__THE PROBLEM__
Print every line below. Match each one exactly.

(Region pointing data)
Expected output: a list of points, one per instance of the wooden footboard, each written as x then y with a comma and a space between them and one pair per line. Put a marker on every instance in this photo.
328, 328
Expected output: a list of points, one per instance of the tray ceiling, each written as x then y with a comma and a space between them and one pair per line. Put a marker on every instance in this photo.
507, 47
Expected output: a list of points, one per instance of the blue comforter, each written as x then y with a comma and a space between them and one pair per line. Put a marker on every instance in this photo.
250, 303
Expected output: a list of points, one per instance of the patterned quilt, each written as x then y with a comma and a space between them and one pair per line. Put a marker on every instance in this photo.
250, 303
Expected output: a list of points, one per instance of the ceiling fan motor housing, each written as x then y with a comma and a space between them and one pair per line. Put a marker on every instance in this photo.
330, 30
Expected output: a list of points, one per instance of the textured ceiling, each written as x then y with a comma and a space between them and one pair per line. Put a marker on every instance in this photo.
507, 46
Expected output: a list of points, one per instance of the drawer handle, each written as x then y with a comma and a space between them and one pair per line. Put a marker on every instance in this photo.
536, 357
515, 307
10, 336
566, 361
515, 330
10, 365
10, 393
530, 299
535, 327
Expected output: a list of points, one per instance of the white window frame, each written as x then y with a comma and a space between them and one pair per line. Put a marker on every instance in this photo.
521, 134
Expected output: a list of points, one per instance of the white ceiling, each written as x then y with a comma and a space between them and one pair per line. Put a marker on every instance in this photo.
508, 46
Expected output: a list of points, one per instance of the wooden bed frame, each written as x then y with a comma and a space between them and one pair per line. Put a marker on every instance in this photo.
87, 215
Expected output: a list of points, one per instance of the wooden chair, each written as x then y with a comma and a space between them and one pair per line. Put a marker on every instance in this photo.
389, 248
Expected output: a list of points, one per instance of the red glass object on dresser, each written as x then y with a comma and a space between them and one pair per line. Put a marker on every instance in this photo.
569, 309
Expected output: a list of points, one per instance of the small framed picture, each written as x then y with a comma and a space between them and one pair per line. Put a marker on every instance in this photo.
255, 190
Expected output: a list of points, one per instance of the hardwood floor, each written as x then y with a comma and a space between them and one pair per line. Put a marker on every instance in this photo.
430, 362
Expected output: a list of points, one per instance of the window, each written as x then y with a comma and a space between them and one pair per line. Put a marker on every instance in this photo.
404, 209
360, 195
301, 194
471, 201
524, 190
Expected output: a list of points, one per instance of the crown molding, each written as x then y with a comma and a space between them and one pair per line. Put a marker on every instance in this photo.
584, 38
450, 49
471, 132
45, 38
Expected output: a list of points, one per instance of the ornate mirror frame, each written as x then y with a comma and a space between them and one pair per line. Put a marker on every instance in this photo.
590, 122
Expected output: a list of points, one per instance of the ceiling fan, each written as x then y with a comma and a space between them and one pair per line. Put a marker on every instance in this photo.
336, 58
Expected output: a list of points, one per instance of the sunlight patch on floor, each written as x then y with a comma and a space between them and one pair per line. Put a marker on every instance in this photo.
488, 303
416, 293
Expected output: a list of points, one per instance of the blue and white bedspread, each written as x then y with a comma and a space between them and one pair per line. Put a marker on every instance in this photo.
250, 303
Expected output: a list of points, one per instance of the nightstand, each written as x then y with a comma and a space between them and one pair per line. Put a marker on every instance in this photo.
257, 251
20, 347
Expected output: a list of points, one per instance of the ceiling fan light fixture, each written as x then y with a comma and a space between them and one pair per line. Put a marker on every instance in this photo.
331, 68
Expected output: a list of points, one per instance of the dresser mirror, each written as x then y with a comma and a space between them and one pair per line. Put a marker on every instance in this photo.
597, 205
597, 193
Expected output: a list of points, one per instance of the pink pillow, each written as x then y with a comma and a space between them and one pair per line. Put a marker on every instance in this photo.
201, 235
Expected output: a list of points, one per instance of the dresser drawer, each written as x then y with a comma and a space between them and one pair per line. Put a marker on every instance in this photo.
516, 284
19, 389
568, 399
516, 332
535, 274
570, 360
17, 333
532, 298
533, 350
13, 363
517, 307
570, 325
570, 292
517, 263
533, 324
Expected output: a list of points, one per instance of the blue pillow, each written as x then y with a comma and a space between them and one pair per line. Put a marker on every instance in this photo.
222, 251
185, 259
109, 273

__ANSWER SECTION__
Expected output: a list of points, one per instance of the wooden footboard, each written as x then y with a comma and a space between them and one pair per line. Put a marker on every instance in this photo.
328, 328
Expected output: a list of points, one per instance of the tray ceiling, each written as x then y with a comma and a space between them and one pair per line. Put a marker on every instance in this photo.
507, 47
Expected output: a list of points, one per instance of the blue comforter, each written as x then y with a comma and a space between them and one pair per line. Put a marker on every instance in this photo.
250, 303
Expected output: a list of points, one per instance of the patterned quilt, each written as x then y with a comma and a space between them and one pair per line. Put a marker on every instance in this photo.
250, 303
Expected output: a list of points, one per instance of the ceiling fan motor housing, each written as x then y with a comma and a space between them and one pair per line. Put a marker on every instance in this photo.
330, 30
Expected output: a list of points, one per instance of the textured ceiling, each written as x then y with a comma and a space between them and one pair per line. Put a marker on every instance in this photo.
507, 46
Expected output: a list of points, one per instance of the drawer handle, each written as x then y with a comma and a space between them and one pair per line. Put a marker on every instance in this photo.
536, 357
515, 307
10, 336
566, 361
515, 330
10, 365
10, 393
530, 299
535, 327
Expected output: a list of points, one per instance of the white window frame, each written as x then y with a comma and a space between them and one pair per line. Put a marker on every instance in this photo.
521, 134
Expected output: a list of points, one per instance of the white ceiling, each written as x then y with a comma and a space between them and one pair per line. Put a marker on every instance in this photo.
508, 46
Expected output: a list of points, one per instance of the wooden bed frame, each written as x then y with a comma and a space between them and one pair per line. Put a marker on every instance in this photo.
87, 215
Expected output: a list of points, one per instance of the wooden chair, each written as x then y with a comma and a space between them and one pair per line. Put a marker on every instance in this photo.
389, 248
Expected output: a list of points, one per instance of the red glass object on dresser, each written as x then y with a comma and a space between them and one pair per line. Put a marker on every instance in this photo.
569, 309
Expected output: a list of points, one per instance of the small framed picture, each written as x then y with a comma and a space between them and one pair per line. Put a marker on every instance in this photo.
255, 190
Expected output: a list of points, one per instance of the hardwood floor, each written as x then y with a comma and a space between them and one pair per line. Put a marker on every instance in this photo.
430, 362
Expected output: a list of points, one per instance of the window, each written as x then y with a comma and a space between them and one pair per line. Put a marker on every instance in this photo.
404, 209
360, 195
301, 194
471, 201
524, 190
Expected output: a list of points, one per instance of the crown molding, each written as x then y with a comma and a space between them and one pair per line. Put a marker on every instance in this photo.
584, 38
450, 49
471, 132
45, 38
Expected output: a list of points, one per instance of the ornate mirror frame, each written as x then y with a comma and a space between them and one pair per line. Put a marker on every instance in this photo.
590, 122
Expected output: a list of points, one per instance of the ceiling fan, each written as x then y with a comma and a space between them and one pair per line. Put a marker on every instance in this photo.
336, 58
Expected output: a list of points, one per instance of the sunlight patch on floor, each written as x then y with a comma and a space between them and one pair per line. Put a marker on every instance in this photo.
488, 303
416, 293
Expected output: a list of points, one per instance of the blue and white bedspread, each written as x then y with a comma and a space between them and one pair per line. Put a marker on every instance in this photo.
250, 303
Expected output: a list of points, one per instance of the nightstand, each written as x then y with a comma and a space between them and one pair per line. Put a marker on every instance in this photo.
257, 251
20, 347
Expected output: a list of points, one per instance of the ceiling fan light fixture, each written as x then y with a comma and a space between them and one pair per line. Put a marker on every instance in this photo.
331, 68
Expected output: a list of points, one per instance of the dresser mirror, each written as x then y with a comma and a space between them and one pair per line. Put a marker on every instance in this photo.
597, 205
597, 193
Expected output: a list of points, one per instance of the pink pillow, each written as x then y with a comma and a space between them and one pair per line. Put a marker on every instance in this photo.
201, 235
Expected output: a list of points, one per instance of the dresser drawer, each written as x then y with a comma and a space between them and one pair per line. Put a marker on every instance in this photo.
516, 284
19, 389
568, 399
516, 332
535, 274
570, 360
17, 333
532, 298
533, 350
13, 363
517, 307
570, 325
570, 292
517, 263
533, 324
Expected output: a list of points, one per instance of the blue pillow, each written as x then y with a comma and a space between them and one pair per line. Put a marker on every instance in this photo.
222, 251
185, 259
109, 273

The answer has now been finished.